TASK REQUIREMENTS =>
1 > In the passage on IOT tables, what happens when data is evicted by TTL from the IOT Clustered index?
2 > Return the text of the passage on IOT tables between "When creating an" and "currently not supported.", inclusive.

====== PASSAGE GIVEN

When creating an IOT table, the first index must be the only Clustered index, while other indexes are optional. Changing the order of the Clustered index is currently not supported.
CREATE TABLE iot (c1 int64, c2 int64, c3 int64, INDEX(ckey=c1, ts=c2)); -- Clustered index
CREATE TABLE iot (c1 int64, c2 int64, c3 int64, INDEX(ckey=c1), INDEX(skey=c2)); -- Clustered index and Secondary index
CREATE TABLE iot (c1 int64, c2 int64, c3 int64, INDEX(ckey=c1), INDEX(skey=c2), INDEX(key=c3)); -- Clustered index、Secondary index and Covering index
The TTL behavior of indexes in an IOT table differs from that of a regular table. When data is evicted by TTL from the IOT Clustered index, it triggers deletion operations in all other indexes. In contrast, TTL eviction from a Secondary index or a Covering index only removes data within the respective index itself and does not trigger deletions in other indexes.

============
====== ENTRIES SUPPLIED

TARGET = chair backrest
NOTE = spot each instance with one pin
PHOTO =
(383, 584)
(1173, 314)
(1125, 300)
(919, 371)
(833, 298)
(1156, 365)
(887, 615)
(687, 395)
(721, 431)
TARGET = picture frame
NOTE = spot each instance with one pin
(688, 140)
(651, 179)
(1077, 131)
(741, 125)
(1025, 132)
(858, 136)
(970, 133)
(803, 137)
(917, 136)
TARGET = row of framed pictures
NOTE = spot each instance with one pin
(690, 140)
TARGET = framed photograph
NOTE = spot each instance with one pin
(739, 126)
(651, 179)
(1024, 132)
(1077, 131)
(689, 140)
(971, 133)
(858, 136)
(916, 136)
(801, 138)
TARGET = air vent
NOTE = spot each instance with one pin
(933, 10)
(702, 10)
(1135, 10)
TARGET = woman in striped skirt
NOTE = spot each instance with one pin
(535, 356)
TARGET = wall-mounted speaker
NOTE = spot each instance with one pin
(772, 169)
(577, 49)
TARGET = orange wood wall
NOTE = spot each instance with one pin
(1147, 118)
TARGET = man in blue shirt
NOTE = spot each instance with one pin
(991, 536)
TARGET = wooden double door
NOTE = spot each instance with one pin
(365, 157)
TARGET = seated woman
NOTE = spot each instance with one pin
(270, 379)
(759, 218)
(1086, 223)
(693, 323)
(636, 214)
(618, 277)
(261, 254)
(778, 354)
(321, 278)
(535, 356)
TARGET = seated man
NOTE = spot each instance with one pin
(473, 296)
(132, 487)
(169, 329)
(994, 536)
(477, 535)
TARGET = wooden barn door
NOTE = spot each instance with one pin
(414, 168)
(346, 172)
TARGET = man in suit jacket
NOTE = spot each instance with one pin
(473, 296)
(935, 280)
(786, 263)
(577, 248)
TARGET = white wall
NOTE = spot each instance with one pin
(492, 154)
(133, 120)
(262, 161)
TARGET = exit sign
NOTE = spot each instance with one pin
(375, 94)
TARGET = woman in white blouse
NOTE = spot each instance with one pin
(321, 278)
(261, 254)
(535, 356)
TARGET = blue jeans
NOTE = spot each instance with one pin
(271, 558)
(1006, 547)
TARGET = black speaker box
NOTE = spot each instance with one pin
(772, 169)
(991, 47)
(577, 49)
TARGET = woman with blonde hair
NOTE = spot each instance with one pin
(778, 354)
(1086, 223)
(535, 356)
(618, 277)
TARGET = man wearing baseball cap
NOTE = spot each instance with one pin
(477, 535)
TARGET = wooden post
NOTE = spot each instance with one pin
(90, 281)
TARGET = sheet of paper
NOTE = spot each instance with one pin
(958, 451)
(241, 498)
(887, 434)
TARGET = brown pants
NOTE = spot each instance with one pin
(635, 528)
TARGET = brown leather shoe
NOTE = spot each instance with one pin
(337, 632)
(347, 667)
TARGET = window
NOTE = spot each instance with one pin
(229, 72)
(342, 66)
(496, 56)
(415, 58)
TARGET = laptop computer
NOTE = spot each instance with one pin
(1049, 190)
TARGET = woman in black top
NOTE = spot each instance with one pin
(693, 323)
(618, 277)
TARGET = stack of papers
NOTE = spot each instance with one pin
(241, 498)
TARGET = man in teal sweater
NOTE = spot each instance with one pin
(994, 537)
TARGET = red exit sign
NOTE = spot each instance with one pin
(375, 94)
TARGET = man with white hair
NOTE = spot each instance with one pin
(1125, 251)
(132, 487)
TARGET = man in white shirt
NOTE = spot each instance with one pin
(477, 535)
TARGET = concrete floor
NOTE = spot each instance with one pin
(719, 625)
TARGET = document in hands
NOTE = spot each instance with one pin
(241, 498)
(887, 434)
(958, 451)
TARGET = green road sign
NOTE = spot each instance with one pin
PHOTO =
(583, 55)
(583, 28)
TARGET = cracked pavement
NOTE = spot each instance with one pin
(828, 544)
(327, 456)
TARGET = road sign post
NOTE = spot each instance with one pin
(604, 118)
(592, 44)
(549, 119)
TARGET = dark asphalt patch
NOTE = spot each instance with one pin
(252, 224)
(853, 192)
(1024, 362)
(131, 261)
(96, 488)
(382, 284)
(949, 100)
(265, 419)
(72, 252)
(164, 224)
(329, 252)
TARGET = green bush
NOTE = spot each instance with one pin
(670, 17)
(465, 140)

============

RESPONSES IN ORDER =>
1 > It triggers deletion operations in all other indexes.

2 >
When creating an IOT table, the first index must be the only Clustered index, while other indexes are optional. Changing the order of the Clustered index is currently not supported.